▶ _What is needed_: Format every line of the rows below as a numbered list, omitting any blank lines.

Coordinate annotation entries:
------------------------------------
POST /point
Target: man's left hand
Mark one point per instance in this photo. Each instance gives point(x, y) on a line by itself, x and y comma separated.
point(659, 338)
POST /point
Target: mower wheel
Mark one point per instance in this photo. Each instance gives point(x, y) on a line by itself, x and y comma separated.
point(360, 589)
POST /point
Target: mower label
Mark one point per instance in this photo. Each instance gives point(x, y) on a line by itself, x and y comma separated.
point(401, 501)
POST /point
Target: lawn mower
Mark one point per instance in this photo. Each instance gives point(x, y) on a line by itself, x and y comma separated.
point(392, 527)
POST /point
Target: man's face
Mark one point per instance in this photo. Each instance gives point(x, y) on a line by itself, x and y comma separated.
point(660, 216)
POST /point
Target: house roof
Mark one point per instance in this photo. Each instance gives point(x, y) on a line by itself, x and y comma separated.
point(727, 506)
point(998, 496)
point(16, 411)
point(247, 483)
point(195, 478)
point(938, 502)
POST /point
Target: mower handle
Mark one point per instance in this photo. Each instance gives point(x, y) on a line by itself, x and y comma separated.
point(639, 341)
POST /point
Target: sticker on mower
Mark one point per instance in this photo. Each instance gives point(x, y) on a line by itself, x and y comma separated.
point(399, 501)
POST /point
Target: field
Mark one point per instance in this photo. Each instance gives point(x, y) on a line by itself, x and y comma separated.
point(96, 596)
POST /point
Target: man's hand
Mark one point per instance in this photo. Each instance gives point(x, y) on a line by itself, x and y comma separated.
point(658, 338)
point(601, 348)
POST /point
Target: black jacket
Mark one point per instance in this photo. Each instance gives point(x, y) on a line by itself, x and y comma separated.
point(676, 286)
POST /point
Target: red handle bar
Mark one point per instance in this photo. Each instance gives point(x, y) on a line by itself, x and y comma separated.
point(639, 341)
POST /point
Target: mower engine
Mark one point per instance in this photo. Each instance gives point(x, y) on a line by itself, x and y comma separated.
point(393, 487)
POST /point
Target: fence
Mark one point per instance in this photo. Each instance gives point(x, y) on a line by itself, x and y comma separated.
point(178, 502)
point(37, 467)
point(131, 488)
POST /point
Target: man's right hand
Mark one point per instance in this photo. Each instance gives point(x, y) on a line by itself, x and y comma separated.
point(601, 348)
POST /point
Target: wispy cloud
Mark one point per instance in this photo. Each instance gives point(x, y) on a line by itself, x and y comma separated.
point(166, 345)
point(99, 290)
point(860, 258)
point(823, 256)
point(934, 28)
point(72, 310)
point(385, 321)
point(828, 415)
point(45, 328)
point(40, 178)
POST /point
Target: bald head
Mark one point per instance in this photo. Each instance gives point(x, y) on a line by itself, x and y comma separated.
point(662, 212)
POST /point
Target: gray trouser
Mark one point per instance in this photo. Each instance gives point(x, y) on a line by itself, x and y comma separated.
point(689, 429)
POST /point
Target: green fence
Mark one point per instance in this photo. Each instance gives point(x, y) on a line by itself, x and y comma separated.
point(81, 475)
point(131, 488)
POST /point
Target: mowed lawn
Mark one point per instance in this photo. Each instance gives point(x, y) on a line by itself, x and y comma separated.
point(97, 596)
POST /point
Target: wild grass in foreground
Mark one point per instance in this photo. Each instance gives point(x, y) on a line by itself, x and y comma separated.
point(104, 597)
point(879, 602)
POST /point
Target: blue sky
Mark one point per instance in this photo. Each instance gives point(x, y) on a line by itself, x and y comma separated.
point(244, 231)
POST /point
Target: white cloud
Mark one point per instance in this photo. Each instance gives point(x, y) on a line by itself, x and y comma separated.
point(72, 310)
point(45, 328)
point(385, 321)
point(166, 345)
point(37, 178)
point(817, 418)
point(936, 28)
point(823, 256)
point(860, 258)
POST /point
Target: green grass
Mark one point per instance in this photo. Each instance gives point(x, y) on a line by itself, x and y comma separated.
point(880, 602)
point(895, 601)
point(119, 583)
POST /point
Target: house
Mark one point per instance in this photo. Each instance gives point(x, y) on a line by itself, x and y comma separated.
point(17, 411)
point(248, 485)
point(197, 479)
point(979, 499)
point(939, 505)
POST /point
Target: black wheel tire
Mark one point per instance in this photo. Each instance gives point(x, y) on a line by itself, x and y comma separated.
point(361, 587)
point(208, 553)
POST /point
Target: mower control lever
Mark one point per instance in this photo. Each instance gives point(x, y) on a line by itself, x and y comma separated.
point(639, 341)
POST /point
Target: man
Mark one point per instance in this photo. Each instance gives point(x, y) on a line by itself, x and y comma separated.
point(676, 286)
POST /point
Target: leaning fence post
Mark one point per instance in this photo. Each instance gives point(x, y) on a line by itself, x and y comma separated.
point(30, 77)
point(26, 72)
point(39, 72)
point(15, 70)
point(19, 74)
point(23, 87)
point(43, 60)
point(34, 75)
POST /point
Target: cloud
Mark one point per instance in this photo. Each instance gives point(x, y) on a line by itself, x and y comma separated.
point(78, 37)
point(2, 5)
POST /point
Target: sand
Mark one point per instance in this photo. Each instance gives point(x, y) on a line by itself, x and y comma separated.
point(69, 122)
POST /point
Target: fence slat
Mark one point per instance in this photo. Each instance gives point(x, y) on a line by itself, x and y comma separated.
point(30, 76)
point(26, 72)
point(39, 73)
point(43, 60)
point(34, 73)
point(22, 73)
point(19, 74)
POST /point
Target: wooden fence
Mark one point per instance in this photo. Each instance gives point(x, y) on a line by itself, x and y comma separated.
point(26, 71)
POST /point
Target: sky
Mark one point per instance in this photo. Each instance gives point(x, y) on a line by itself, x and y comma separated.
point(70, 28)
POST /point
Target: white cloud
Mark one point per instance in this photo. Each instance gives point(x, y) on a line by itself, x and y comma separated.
------------------------------------
▶ _Finished answer_:
1. POST /point
2. Target: man's left hand
3. Mark one point per instance in this photo. Each instance gives point(x, y) on a line by itself, x and y comma separated.
4. point(659, 338)
5. POST /point
6. Target: mower wheel
7. Mark one point per instance in this photo. Each instance gives point(x, y) on a line by itself, x and y comma separated.
8. point(360, 589)
9. POST /point
10. Target: mower label
11. Mark one point per instance in this photo. Each instance gives point(x, y) on a line by itself, x and y comma separated.
12. point(401, 501)
13. POST /point
14. Target: lawn mower
15. Mark one point per instance in this photo. Each instance gives point(x, y) on a line by itself, x and y comma separated.
16. point(392, 527)
17. POST /point
18. Target: man's face
19. Mark one point per instance in this photo. Each instance gives point(x, y) on a line by itself, x and y comma separated.
20. point(660, 216)
21. POST /point
22. Target: house roof
23. Mark one point per instance in this photo. Each instance gives point(x, y) on a line by itself, x and y comma separated.
24. point(727, 506)
25. point(998, 496)
26. point(16, 411)
27. point(247, 483)
28. point(195, 478)
29. point(938, 502)
30. POST /point
31. Target: mower handle
32. Mark one point per instance in this photo. Each instance gives point(x, y) on a line by itself, x and y comma separated.
33. point(639, 341)
34. POST /point
35. Target: sticker on mower
36. Mark one point per instance in this photo. Each instance gives point(x, y) on a line by itself, x and y comma separated.
37. point(399, 501)
38. POST /point
39. Target: field
40. Mark one point per instance in this photo. Each instance gives point(x, y) on a line by itself, x and y comma separated.
41. point(96, 596)
42. POST /point
43. Target: man's hand
44. Mark one point per instance in this photo. Each instance gives point(x, y) on a line by itself, x and y comma separated.
45. point(658, 338)
46. point(601, 348)
47. POST /point
48. Target: black jacket
49. Mark one point per instance in this photo. Each instance gives point(x, y) on a line by itself, x and y comma separated.
50. point(676, 286)
51. POST /point
52. Target: red handle bar
53. Mark one point per instance in this photo. Each instance gives point(x, y) on a line by itself, x and y comma separated.
54. point(639, 341)
55. POST /point
56. Target: mower engine
57. Mark one point per instance in this photo. Each instance gives point(x, y) on a line by itself, x and y comma separated.
58. point(393, 487)
59. POST /point
60. Target: fence
61. Mark one point per instance in this photo. Each instance gives point(x, y) on a line by itself, x and y comma separated.
62. point(178, 502)
63. point(37, 467)
64. point(131, 488)
65. POST /point
66. Target: man's right hand
67. Mark one point per instance in this photo. Each instance gives point(x, y) on a line by itself, x and y comma separated.
68. point(601, 348)
69. POST /point
70. Target: wispy cloud
71. Mark one point per instance in this photo. Each instance gives point(x, y) on a line by itself, x and y comma separated.
72. point(166, 345)
73. point(99, 290)
74. point(860, 258)
75. point(823, 256)
76. point(934, 28)
77. point(72, 310)
78. point(385, 321)
79. point(828, 415)
80. point(45, 328)
81. point(40, 178)
82. POST /point
83. Target: bald head
84. Mark one point per instance in this photo. Each instance gives point(x, y) on a line by itself, x and y comma separated.
85. point(662, 212)
86. POST /point
87. Target: gray trouser
88. Mark one point per instance in this photo. Each instance gives point(x, y) on a line by itself, x and y comma separated.
89. point(689, 429)
90. POST /point
91. Target: green fence
92. Mark one point per instance in this photo. Each instance gives point(x, y) on a line by itself, x and y comma separated.
93. point(81, 475)
94. point(131, 488)
95. POST /point
96. Target: mowed lawn
97. Mark one point per instance in this photo. Each instance gives point(x, y) on a line by itself, x and y comma separated.
98. point(97, 596)
99. POST /point
100. Target: wild grass in foreground
101. Mark one point per instance in this photo. Each instance gives point(x, y) on a line by itself, x and y comma separated.
102. point(104, 597)
103. point(879, 602)
104. POST /point
105. Target: blue sky
106. Mark one point per instance in this photo. Each instance gives point(x, y) on a line by itself, x and y comma separated.
107. point(244, 231)
108. POST /point
109. Target: white cloud
110. Mark one point per instance in this photo. Each instance gives point(x, y) on a line by itself, x and y comma separated.
111. point(72, 310)
112. point(45, 328)
113. point(385, 321)
114. point(166, 345)
115. point(37, 178)
116. point(817, 418)
117. point(936, 28)
118. point(823, 256)
119. point(860, 258)
120. POST /point
121. Target: green grass
122. Mark one point per instance in this photo. Each instance gives point(x, y) on a line by itself, x and y comma separated.
123. point(880, 602)
124. point(895, 601)
125. point(119, 583)
126. POST /point
127. Target: house
128. Mark one point per instance in this photo. Each instance gives point(x, y) on a line by itself, x and y comma separated.
129. point(17, 411)
130. point(248, 485)
131. point(197, 479)
132. point(979, 499)
133. point(939, 505)
134. POST /point
135. Target: black wheel tire
136. Mark one point per instance in this photo. Each instance gives point(x, y) on a line by itself, x and y comma separated.
137. point(361, 587)
138. point(208, 553)
139. POST /point
140. Target: mower control lever
141. Mark one point per instance in this photo. Each instance gives point(x, y) on a line by itself, x and y comma separated.
142. point(639, 341)
143. POST /point
144. Target: man
145. Mark one point per instance in this photo. Each instance gives point(x, y) on a line by itself, x and y comma separated.
146. point(676, 286)
147. POST /point
148. Target: leaning fence post
149. Mark one point per instance in this photo. Each instance gives point(x, y) on a line by itself, x and y comma separated.
150. point(30, 77)
151. point(26, 72)
152. point(39, 72)
153. point(15, 70)
154. point(19, 74)
155. point(23, 87)
156. point(43, 60)
157. point(34, 75)
158. POST /point
159. Target: cloud
160. Mark one point per instance in this photo. Each instance gives point(x, y) on a line by itself, x and y comma separated.
161. point(78, 37)
162. point(2, 5)
163. POST /point
164. Target: sand
165. Mark one point per instance in this photo. Each instance gives point(x, y) on a line by itself, x and y comma separated.
166. point(69, 122)
167. POST /point
168. Target: fence slat
169. Mark one point per instance in this photo. Each instance gives point(x, y) on a line by itself, x and y comma separated.
170. point(30, 76)
171. point(26, 72)
172. point(39, 73)
173. point(43, 60)
174. point(34, 73)
175. point(22, 73)
176. point(19, 74)
177. POST /point
178. Target: wooden fence
179. Mark one point per instance in this photo. Each instance gives point(x, y) on a line by itself, x and y comma separated.
180. point(26, 71)
181. POST /point
182. Target: sky
183. Mark one point per instance in this photo. Each instance gives point(x, y) on a line by itself, x and y comma separated.
184. point(70, 28)
185. POST /point
186. Target: white cloud
187. Mark one point per instance in this photo. Each instance gives point(x, y) on a line by itself, x and y comma separated.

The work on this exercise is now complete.